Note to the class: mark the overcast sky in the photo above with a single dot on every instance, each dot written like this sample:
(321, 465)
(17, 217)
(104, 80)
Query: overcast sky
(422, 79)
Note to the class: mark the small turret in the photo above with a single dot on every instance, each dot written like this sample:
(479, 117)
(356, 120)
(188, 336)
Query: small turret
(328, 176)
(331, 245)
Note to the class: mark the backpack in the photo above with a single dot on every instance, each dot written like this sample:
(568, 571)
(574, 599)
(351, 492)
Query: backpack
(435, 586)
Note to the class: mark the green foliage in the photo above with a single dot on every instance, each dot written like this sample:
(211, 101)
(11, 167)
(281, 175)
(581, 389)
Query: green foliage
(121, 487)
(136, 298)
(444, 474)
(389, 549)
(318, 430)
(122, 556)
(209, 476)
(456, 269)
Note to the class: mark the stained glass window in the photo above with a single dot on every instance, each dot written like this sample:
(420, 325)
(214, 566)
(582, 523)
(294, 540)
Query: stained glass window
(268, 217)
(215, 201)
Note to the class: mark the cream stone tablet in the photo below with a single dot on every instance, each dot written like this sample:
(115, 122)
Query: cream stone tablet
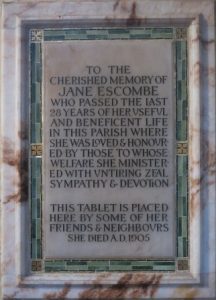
* * * * * * * * *
## What the task asks
Each line of the entries above that has the word "tablet" is to be copied.

## Solution for this exercise
Note to the class: mark the cream stone tablet in the photo below with a single dot on every instance, each dot written like this sample:
Query: cream stone tablet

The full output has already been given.